**Your instructions:** Copy the entries below word for word, from the first line up to and including the line with "[598,274,706,292]". Leave the pictures out.

**Entries shown:**
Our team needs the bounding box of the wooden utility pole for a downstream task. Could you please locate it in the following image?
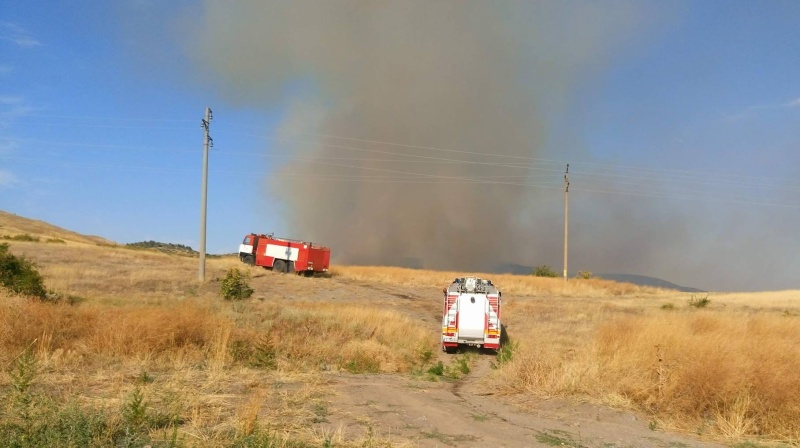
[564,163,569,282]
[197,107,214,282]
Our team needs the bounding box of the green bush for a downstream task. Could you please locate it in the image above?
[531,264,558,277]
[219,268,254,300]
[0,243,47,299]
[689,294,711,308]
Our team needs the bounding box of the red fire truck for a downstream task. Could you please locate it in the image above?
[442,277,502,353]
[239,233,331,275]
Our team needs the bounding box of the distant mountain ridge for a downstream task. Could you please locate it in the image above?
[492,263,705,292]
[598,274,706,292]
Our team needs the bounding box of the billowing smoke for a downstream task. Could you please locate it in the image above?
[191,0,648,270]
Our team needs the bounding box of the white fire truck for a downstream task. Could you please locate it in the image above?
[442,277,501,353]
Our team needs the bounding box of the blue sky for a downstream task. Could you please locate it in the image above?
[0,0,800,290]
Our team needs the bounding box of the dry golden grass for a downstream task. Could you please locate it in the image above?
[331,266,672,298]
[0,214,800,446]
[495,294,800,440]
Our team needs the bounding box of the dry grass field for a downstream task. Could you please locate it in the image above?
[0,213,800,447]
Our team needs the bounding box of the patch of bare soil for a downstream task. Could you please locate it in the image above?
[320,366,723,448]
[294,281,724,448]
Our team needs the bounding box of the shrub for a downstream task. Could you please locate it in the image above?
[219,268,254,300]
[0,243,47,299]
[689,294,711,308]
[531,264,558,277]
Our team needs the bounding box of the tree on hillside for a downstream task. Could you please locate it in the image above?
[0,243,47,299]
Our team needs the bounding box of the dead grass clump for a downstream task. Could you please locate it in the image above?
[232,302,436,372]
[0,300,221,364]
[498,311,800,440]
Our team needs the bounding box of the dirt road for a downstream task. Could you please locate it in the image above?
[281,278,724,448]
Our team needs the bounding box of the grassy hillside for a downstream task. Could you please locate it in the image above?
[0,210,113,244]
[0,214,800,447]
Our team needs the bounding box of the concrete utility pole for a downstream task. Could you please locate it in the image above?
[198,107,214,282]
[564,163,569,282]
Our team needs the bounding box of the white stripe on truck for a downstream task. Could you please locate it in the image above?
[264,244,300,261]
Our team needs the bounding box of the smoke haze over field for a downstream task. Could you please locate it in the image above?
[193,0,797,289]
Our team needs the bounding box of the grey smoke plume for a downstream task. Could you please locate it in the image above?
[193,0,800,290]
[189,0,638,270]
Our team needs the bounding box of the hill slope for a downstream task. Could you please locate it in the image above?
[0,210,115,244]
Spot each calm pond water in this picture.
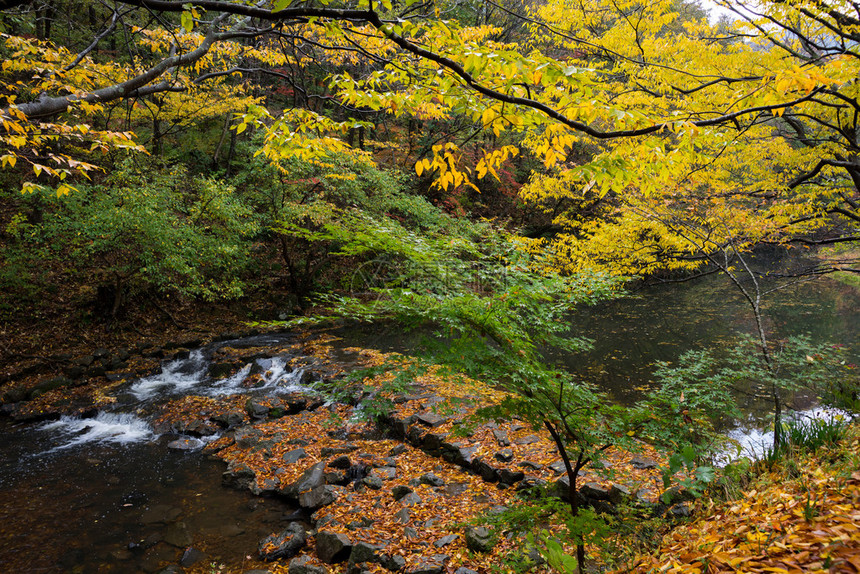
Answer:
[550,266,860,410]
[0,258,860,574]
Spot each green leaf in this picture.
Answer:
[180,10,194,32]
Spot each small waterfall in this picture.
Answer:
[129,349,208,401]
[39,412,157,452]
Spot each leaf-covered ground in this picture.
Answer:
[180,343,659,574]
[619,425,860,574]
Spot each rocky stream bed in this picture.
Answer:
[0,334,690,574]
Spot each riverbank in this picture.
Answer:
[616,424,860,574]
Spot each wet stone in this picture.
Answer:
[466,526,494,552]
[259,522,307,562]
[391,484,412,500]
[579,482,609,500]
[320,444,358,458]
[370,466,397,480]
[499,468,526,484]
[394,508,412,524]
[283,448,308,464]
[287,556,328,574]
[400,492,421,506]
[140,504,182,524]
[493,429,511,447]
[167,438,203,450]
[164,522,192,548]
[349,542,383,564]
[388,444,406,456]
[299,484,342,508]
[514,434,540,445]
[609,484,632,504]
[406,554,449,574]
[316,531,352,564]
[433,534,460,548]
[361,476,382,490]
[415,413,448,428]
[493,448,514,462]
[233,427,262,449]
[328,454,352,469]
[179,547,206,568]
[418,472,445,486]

**Written solution:**
Our team needs the bounding box of the wooden utility pole for a downstream task. Could you please locate it in the following image?
[564,163,569,282]
[197,107,214,282]
Our team needs the bounding box of the green bush for a downstream task. Could you please locate it in the image above?
[531,264,558,277]
[219,268,254,300]
[0,243,47,299]
[689,294,711,308]
Our team needs the bounding box of the red fire truck for a downstream task. Could you please locate it in the image above?
[442,277,502,353]
[239,233,331,275]
Our team needs the bounding box of the distant mountain ridge for a downstream task. Could you please locate it in the image above?
[492,263,705,292]
[598,274,706,292]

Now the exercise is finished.